TO DO — Retype everything from the line containing "Please mark every limestone" down to the line containing "[21, 391, 69, 500]]", both included, keeping every character the same.

======== DATASET ENTRIES

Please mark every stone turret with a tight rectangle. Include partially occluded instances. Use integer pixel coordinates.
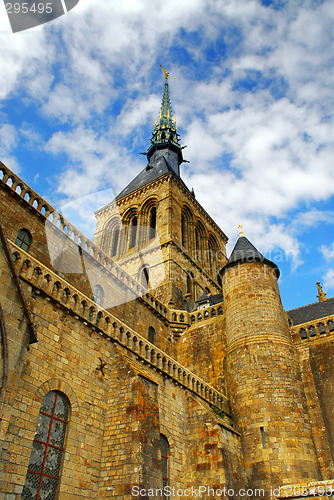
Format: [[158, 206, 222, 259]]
[[222, 236, 319, 498]]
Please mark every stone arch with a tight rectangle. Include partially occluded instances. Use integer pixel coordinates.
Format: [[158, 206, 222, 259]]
[[181, 205, 194, 249], [207, 233, 219, 275], [193, 219, 206, 261], [140, 197, 157, 243], [101, 217, 122, 257]]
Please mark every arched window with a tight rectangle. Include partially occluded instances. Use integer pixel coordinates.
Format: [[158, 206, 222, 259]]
[[149, 207, 157, 240], [21, 391, 70, 500], [181, 214, 187, 247], [160, 434, 169, 499], [110, 225, 120, 257], [140, 266, 150, 288], [129, 217, 138, 248], [195, 227, 200, 252], [208, 235, 218, 274], [15, 229, 32, 252], [93, 285, 104, 307], [181, 207, 193, 249], [187, 271, 194, 294], [147, 326, 155, 344]]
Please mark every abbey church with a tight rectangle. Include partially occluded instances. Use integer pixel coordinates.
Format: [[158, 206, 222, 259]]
[[0, 71, 334, 500]]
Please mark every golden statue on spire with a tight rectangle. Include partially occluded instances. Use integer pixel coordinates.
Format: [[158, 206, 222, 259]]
[[160, 64, 169, 78], [316, 281, 326, 302]]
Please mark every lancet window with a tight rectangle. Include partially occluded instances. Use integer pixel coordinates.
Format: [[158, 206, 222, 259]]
[[22, 391, 70, 500]]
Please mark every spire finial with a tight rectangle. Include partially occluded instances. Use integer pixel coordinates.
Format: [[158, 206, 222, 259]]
[[316, 281, 326, 302], [160, 64, 169, 78]]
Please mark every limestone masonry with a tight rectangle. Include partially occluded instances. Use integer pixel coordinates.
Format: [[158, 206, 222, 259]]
[[0, 72, 334, 500]]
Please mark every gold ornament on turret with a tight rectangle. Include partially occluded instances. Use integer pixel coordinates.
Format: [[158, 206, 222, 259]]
[[316, 281, 327, 302], [160, 64, 169, 78]]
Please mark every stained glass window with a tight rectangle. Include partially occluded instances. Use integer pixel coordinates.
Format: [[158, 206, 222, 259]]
[[15, 229, 32, 252], [93, 285, 104, 307], [160, 434, 169, 499], [21, 391, 69, 500]]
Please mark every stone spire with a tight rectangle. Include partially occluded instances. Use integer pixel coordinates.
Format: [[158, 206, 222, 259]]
[[147, 66, 184, 165]]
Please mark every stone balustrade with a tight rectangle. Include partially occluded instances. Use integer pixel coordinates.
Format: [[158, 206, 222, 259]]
[[290, 316, 334, 342], [189, 304, 224, 325], [9, 242, 230, 416], [0, 162, 170, 320]]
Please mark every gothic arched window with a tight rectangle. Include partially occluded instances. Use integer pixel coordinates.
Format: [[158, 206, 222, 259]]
[[110, 226, 120, 257], [160, 434, 169, 499], [147, 326, 155, 344], [187, 271, 194, 294], [129, 217, 138, 248], [21, 391, 70, 500], [140, 266, 150, 288], [15, 229, 32, 252], [93, 285, 104, 307]]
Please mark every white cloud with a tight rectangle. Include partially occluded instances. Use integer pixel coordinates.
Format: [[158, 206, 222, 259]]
[[320, 242, 334, 261], [0, 123, 20, 173], [323, 269, 334, 292], [0, 0, 334, 288]]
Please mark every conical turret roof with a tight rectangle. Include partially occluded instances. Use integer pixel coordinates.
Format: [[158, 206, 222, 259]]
[[220, 236, 280, 278]]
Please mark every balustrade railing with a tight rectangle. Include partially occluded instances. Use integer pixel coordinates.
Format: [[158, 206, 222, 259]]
[[0, 161, 169, 319], [9, 242, 229, 418]]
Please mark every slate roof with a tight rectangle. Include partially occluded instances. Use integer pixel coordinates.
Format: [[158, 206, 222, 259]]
[[116, 148, 181, 200], [287, 297, 334, 325]]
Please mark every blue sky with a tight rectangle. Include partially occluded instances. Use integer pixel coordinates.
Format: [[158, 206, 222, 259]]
[[0, 0, 334, 309]]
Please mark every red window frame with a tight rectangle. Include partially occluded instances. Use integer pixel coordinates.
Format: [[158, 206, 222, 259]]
[[27, 391, 69, 500]]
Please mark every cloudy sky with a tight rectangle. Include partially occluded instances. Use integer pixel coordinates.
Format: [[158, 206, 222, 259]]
[[0, 0, 334, 309]]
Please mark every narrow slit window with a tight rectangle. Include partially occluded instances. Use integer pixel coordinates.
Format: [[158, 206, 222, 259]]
[[260, 427, 267, 450], [22, 391, 70, 500], [160, 434, 169, 500], [15, 229, 32, 252], [150, 207, 157, 240], [129, 217, 138, 248]]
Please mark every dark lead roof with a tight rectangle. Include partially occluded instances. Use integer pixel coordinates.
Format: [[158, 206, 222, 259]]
[[287, 297, 334, 325], [116, 148, 180, 200], [220, 236, 279, 278]]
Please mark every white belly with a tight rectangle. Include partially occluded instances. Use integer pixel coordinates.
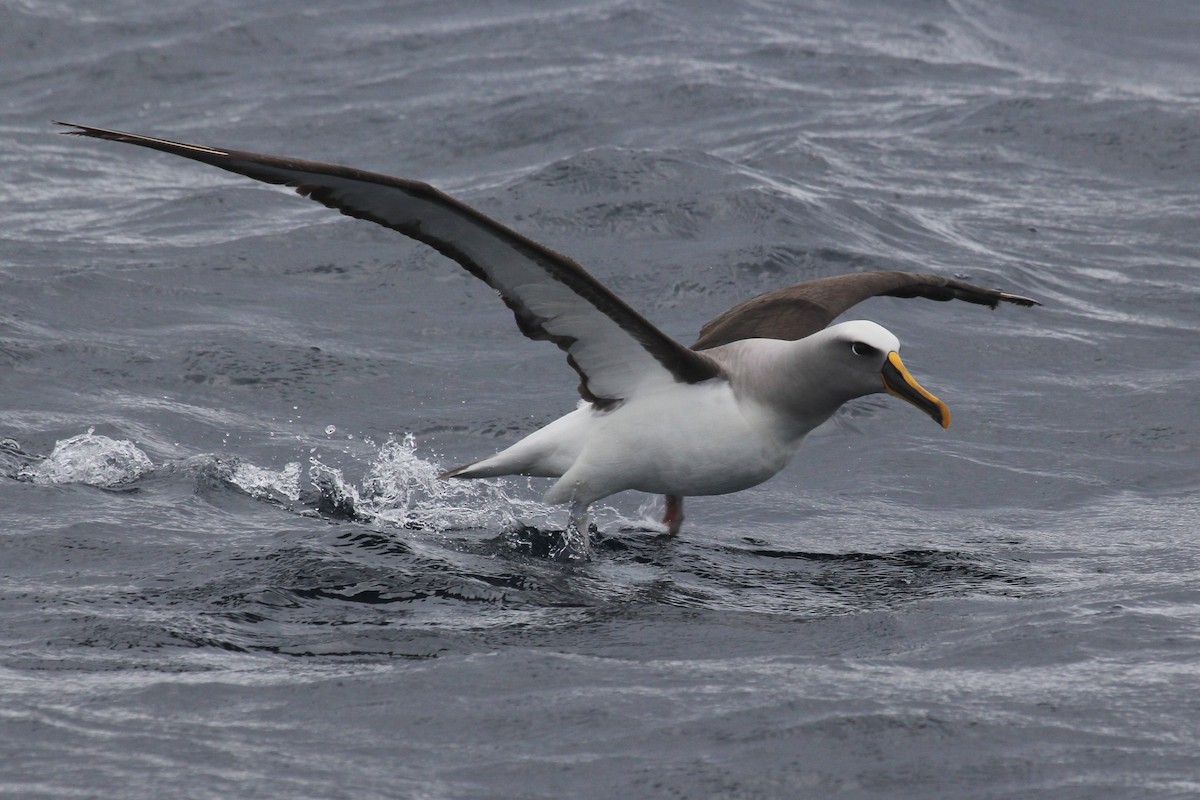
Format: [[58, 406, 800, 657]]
[[546, 381, 800, 503]]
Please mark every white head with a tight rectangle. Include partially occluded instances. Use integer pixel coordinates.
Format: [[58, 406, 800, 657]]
[[802, 319, 950, 428]]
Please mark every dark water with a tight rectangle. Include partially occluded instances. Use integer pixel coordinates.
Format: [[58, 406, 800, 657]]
[[0, 0, 1200, 799]]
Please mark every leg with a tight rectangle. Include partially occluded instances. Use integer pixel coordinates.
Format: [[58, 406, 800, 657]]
[[554, 501, 592, 561], [662, 494, 683, 536]]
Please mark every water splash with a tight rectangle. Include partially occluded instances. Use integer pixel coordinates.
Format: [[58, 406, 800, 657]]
[[17, 428, 155, 488], [226, 459, 300, 501], [308, 434, 556, 531]]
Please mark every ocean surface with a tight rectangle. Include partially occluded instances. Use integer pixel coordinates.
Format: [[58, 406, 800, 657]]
[[0, 0, 1200, 800]]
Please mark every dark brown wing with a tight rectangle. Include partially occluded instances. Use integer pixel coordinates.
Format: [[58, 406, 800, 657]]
[[691, 271, 1040, 350], [56, 122, 721, 407]]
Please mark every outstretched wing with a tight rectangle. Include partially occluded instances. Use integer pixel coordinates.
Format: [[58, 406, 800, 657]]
[[56, 122, 722, 408], [691, 271, 1042, 350]]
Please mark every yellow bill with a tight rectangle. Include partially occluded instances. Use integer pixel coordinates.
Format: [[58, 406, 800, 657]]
[[880, 350, 950, 428]]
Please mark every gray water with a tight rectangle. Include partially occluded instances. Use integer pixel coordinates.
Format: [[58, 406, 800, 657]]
[[0, 0, 1200, 799]]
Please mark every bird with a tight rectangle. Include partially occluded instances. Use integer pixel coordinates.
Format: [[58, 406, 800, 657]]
[[52, 120, 1040, 561]]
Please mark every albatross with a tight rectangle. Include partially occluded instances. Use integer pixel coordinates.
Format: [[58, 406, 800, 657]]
[[55, 121, 1039, 559]]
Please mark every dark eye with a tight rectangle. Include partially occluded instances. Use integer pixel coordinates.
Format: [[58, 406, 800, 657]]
[[850, 342, 880, 355]]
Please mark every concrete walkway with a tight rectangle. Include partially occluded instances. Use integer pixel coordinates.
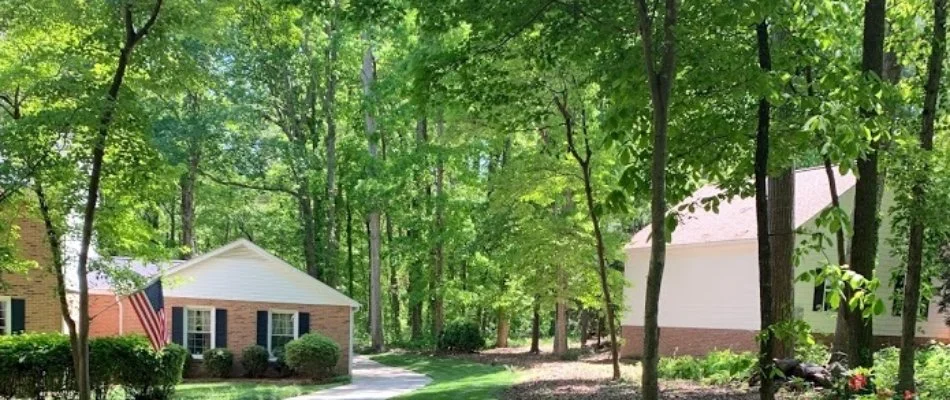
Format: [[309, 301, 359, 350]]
[[290, 356, 432, 400]]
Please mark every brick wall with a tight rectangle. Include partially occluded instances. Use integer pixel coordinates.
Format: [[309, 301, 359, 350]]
[[0, 218, 63, 332], [620, 325, 758, 357], [620, 325, 950, 358], [89, 295, 350, 375]]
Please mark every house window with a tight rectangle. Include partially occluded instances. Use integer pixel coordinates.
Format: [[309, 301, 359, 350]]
[[184, 307, 214, 357], [267, 311, 297, 355], [812, 270, 831, 311], [891, 274, 930, 320], [0, 297, 11, 335]]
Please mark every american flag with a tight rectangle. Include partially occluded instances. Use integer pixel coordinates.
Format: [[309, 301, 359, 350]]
[[129, 279, 168, 350]]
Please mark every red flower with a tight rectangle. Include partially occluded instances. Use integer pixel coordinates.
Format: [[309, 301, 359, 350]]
[[848, 374, 868, 392]]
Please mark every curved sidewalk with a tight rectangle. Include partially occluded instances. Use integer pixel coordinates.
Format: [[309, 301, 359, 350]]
[[290, 356, 432, 400]]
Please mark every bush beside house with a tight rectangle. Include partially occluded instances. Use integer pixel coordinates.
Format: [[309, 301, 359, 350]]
[[0, 334, 188, 400]]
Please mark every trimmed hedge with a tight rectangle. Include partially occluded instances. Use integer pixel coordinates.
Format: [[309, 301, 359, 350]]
[[284, 333, 340, 379], [201, 348, 234, 378], [241, 345, 270, 378], [0, 334, 188, 400], [439, 320, 485, 353]]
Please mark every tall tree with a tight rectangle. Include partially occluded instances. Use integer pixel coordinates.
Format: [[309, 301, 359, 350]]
[[554, 92, 620, 380], [897, 0, 947, 393], [755, 20, 775, 400], [636, 0, 679, 400], [360, 31, 385, 352], [842, 0, 887, 367]]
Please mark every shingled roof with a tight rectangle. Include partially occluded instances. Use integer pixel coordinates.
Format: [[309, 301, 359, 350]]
[[626, 167, 855, 249]]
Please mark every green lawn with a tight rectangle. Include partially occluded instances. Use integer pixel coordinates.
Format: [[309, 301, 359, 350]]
[[174, 378, 349, 400], [372, 354, 515, 400]]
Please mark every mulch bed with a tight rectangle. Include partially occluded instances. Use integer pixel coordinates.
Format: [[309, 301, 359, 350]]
[[459, 348, 812, 400]]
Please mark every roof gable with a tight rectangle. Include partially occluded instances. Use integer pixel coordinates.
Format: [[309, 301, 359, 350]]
[[163, 239, 359, 307], [626, 167, 855, 249]]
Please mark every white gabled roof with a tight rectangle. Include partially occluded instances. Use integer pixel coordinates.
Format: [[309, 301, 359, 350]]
[[625, 167, 855, 250], [162, 239, 360, 308]]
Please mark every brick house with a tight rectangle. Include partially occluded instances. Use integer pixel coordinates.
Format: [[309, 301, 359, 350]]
[[0, 214, 63, 335], [621, 168, 950, 357], [89, 239, 359, 374]]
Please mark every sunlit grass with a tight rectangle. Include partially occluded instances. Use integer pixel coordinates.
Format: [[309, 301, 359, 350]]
[[372, 354, 516, 400]]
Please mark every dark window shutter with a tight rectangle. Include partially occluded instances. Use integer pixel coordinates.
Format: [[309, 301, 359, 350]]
[[297, 313, 310, 337], [214, 308, 228, 348], [10, 299, 26, 333], [812, 282, 827, 311], [172, 307, 185, 346], [257, 311, 267, 348]]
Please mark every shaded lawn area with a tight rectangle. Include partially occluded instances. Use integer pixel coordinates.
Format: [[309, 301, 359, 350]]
[[172, 377, 350, 400], [372, 354, 515, 400]]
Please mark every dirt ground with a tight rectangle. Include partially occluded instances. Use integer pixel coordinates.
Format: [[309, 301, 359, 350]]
[[463, 345, 800, 400]]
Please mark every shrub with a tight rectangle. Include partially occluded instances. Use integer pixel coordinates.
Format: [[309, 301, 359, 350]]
[[284, 333, 340, 378], [201, 348, 234, 378], [659, 350, 756, 384], [439, 320, 485, 353], [0, 334, 188, 400], [241, 345, 270, 378]]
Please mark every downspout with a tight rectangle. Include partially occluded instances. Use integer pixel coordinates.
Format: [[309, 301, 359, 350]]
[[347, 306, 356, 375]]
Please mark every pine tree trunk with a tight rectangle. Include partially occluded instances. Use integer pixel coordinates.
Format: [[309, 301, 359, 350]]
[[897, 0, 947, 393], [768, 168, 795, 358], [345, 191, 355, 298], [429, 116, 445, 339], [755, 21, 776, 400], [554, 297, 568, 355], [407, 117, 429, 341], [843, 0, 886, 367], [386, 214, 402, 340], [636, 0, 679, 400], [361, 31, 385, 352], [323, 0, 340, 287]]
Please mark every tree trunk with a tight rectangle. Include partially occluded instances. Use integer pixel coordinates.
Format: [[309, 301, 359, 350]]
[[408, 117, 428, 341], [70, 4, 162, 400], [844, 0, 886, 367], [755, 21, 776, 400], [554, 296, 568, 355], [386, 214, 402, 340], [897, 0, 947, 393], [764, 167, 795, 358], [495, 307, 511, 348], [429, 116, 445, 339], [636, 0, 678, 400], [360, 31, 385, 352], [323, 0, 340, 287], [178, 93, 201, 260], [528, 296, 541, 354]]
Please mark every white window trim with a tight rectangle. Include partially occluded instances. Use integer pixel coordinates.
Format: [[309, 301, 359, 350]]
[[267, 309, 300, 361], [0, 296, 13, 335], [181, 306, 218, 360]]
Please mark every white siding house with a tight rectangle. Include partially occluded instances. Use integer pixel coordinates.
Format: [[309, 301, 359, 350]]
[[622, 168, 950, 356]]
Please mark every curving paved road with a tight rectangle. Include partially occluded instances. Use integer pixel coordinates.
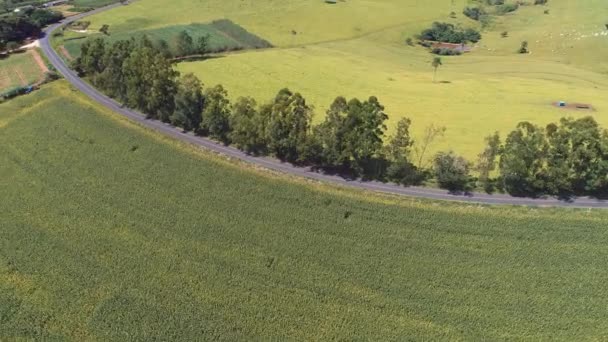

================

EXERCISE OUTPUT —
Please mark every limestone masonry with a tight rectangle. Include partially occluded instances. Use integer pixel coordinates.
Format: [[158, 206, 222, 259]]
[[0, 72, 334, 500]]
Please mark every gold ornament on turret with a tight rectangle. Include partially occluded instances. Use integer pixel coordinates.
Format: [[158, 206, 222, 259]]
[[316, 281, 327, 302], [160, 64, 169, 78]]
Please mark every stained glass window with a tight rectangle. Include partially occluded instances. Use integer pixel coordinates.
Format: [[158, 206, 222, 259]]
[[15, 229, 32, 252], [93, 285, 104, 307], [160, 434, 169, 499], [21, 391, 69, 500]]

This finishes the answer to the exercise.